Try it. Reproduce the items below with each occurrence of "rough mask" replaced by "coarse mask" and everything else unchanged. Leave the pictures out of your output.

┄┄┄┄┄┄┄┄┄┄┄┄┄┄┄┄┄┄┄┄

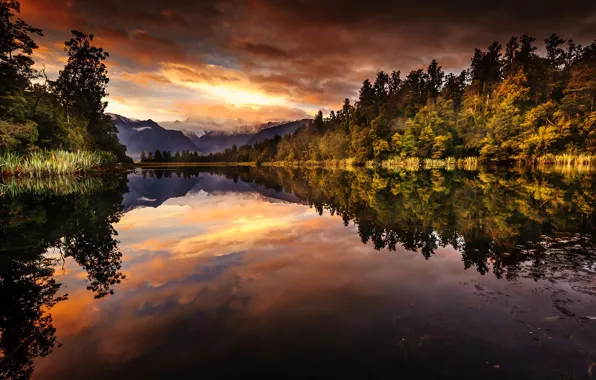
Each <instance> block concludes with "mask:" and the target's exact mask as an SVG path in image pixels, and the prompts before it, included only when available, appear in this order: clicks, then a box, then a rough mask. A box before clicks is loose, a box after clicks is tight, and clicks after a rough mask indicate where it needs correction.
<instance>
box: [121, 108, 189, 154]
mask: <svg viewBox="0 0 596 380" xmlns="http://www.w3.org/2000/svg"><path fill="white" fill-rule="evenodd" d="M110 116H111V117H112V119H114V121H115V122H116V127H117V128H118V139H119V140H120V143H121V144H124V145H126V153H127V154H128V155H129V156H131V157H133V158H136V157H138V156H139V155H140V154H141V152H143V151H144V152H154V151H156V150H161V151H170V152H176V151H181V150H190V151H195V150H197V147H196V145H195V144H194V143H193V141H192V140H191V139H190V138H189V137H188V136H186V135H185V134H184V133H183V132H181V131H176V130H171V129H165V128H163V127H162V126H161V125H159V124H157V123H156V122H154V121H153V120H136V119H129V118H126V117H124V116H120V115H115V114H111V115H110Z"/></svg>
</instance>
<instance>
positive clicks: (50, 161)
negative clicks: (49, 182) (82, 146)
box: [0, 150, 118, 176]
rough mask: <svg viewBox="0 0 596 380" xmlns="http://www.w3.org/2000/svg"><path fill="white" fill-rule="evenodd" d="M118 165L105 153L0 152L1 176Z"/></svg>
mask: <svg viewBox="0 0 596 380" xmlns="http://www.w3.org/2000/svg"><path fill="white" fill-rule="evenodd" d="M117 164H118V162H117V158H116V156H114V155H113V154H111V153H106V152H88V151H76V152H67V151H63V150H55V151H46V150H40V151H35V152H30V153H27V154H19V153H14V152H3V153H0V174H2V175H3V176H21V175H28V176H48V175H64V174H74V173H82V172H87V171H92V170H101V169H105V168H115V167H116V166H117Z"/></svg>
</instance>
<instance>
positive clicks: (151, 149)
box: [110, 114, 311, 159]
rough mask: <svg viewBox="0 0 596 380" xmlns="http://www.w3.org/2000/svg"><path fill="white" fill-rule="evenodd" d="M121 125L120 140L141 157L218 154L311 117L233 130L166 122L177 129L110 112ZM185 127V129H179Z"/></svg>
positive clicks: (296, 128)
mask: <svg viewBox="0 0 596 380" xmlns="http://www.w3.org/2000/svg"><path fill="white" fill-rule="evenodd" d="M110 116H111V117H112V119H113V120H114V121H115V122H116V127H117V128H118V139H119V140H120V143H121V144H124V145H126V151H127V154H128V155H129V156H131V157H133V158H136V159H138V157H139V156H140V154H141V152H147V153H148V152H155V151H156V150H161V151H162V152H163V151H169V152H171V153H172V154H174V153H175V152H178V151H183V150H189V151H199V152H200V153H201V154H209V153H217V152H221V151H224V150H226V149H228V148H231V147H232V146H233V145H236V146H238V147H240V146H242V145H246V144H251V145H252V144H256V143H258V142H261V141H264V140H266V139H272V138H274V137H275V136H276V135H278V136H281V137H283V136H285V135H287V134H289V133H294V131H296V129H298V128H300V127H302V126H306V125H309V124H310V122H311V120H309V119H304V120H296V121H291V122H287V121H282V122H269V123H264V124H254V125H244V126H236V127H234V128H233V129H232V130H228V131H226V130H207V129H196V128H194V127H193V128H192V129H186V128H184V127H189V126H191V125H192V126H199V125H200V126H201V128H203V127H207V128H209V127H214V128H223V127H222V126H221V125H217V124H211V125H210V124H207V123H204V122H201V123H202V124H199V123H200V122H197V121H191V120H190V119H187V120H185V121H182V122H180V121H175V122H169V123H168V122H166V123H162V124H163V125H168V126H173V128H176V129H166V128H164V127H162V126H161V125H159V124H157V123H156V122H154V121H153V120H136V119H130V118H127V117H124V116H121V115H116V114H110ZM178 129H181V130H178Z"/></svg>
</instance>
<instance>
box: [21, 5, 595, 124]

┄┄┄┄┄┄┄┄┄┄┄┄┄┄┄┄┄┄┄┄

Answer space.
Each <instance> block concludes with "mask:" and the target's exact mask as an SVG path in image pixels, and the prompts before it, included only when available, appear in this order: clicks, then a box, then a coarse mask. A box before clicks is loose, a box after clicks is tight, and clicks after a coarse mask indicate where it needs correction.
<instance>
box: [121, 108, 189, 154]
mask: <svg viewBox="0 0 596 380" xmlns="http://www.w3.org/2000/svg"><path fill="white" fill-rule="evenodd" d="M110 116H111V117H112V119H114V121H115V122H116V127H117V128H118V139H119V140H120V143H121V144H124V145H126V153H127V154H128V155H129V156H131V157H133V158H136V157H138V156H139V155H140V154H141V152H143V151H144V152H154V151H156V150H161V151H170V152H176V151H181V150H190V151H195V150H197V147H196V145H195V144H194V143H193V141H192V140H191V139H190V138H189V137H188V136H186V135H185V134H184V133H183V132H181V131H176V130H171V129H165V128H163V127H162V126H161V125H159V124H157V123H156V122H154V121H153V120H136V119H129V118H126V117H124V116H120V115H115V114H111V115H110Z"/></svg>
</instance>
<instance>
positive clicks: (50, 161)
negative clicks: (49, 182) (82, 146)
box: [0, 150, 118, 176]
coarse mask: <svg viewBox="0 0 596 380" xmlns="http://www.w3.org/2000/svg"><path fill="white" fill-rule="evenodd" d="M118 165L105 153L0 152L1 176Z"/></svg>
mask: <svg viewBox="0 0 596 380" xmlns="http://www.w3.org/2000/svg"><path fill="white" fill-rule="evenodd" d="M117 164H118V162H117V158H116V156H114V155H113V154H111V153H106V152H88V151H76V152H67V151H63V150H55V151H46V150H40V151H35V152H30V153H27V154H19V153H14V152H3V153H0V174H2V175H3V176H21V175H28V176H48V175H64V174H74V173H82V172H87V171H92V170H101V169H105V168H115V167H116V166H117Z"/></svg>
</instance>
<instance>
positive clicks: (151, 149)
box: [110, 114, 311, 159]
coarse mask: <svg viewBox="0 0 596 380" xmlns="http://www.w3.org/2000/svg"><path fill="white" fill-rule="evenodd" d="M121 125L120 140L141 157L218 154L311 117L233 130L166 122L177 129L110 112ZM185 127V129H179Z"/></svg>
positive clicks: (296, 128)
mask: <svg viewBox="0 0 596 380" xmlns="http://www.w3.org/2000/svg"><path fill="white" fill-rule="evenodd" d="M110 116H111V117H112V119H113V120H114V121H115V122H116V127H117V128H118V139H119V140H120V143H121V144H124V145H126V151H127V154H128V155H129V156H131V157H133V158H136V159H138V157H139V156H140V154H141V152H147V153H148V152H155V151H156V150H161V151H162V152H163V151H169V152H171V153H172V154H174V153H175V152H178V151H183V150H189V151H199V152H200V153H201V154H209V153H217V152H221V151H224V150H226V149H228V148H231V147H232V146H233V145H236V146H238V147H240V146H242V145H246V144H251V145H252V144H256V143H258V142H261V141H264V140H266V139H272V138H274V137H275V136H276V135H278V136H281V137H283V136H285V135H287V134H289V133H294V131H296V129H298V128H300V127H302V126H306V125H309V124H310V122H311V120H309V119H304V120H296V121H291V122H287V121H282V122H269V123H264V124H254V125H244V126H236V127H234V128H233V129H232V130H228V131H226V130H207V129H196V128H194V127H193V128H192V129H186V128H184V127H189V126H191V125H192V126H199V125H200V126H201V128H203V127H207V128H209V127H214V128H223V127H222V126H221V125H217V124H211V125H210V124H207V123H204V122H201V123H202V124H199V123H200V122H197V121H191V120H190V119H187V120H185V121H182V122H180V121H175V122H169V123H168V122H166V123H162V124H163V125H168V126H173V128H176V129H166V128H164V127H162V126H161V125H159V124H157V123H156V122H154V121H153V120H136V119H130V118H127V117H124V116H121V115H116V114H110ZM178 129H181V130H178Z"/></svg>
</instance>
<instance>
box: [21, 5, 595, 124]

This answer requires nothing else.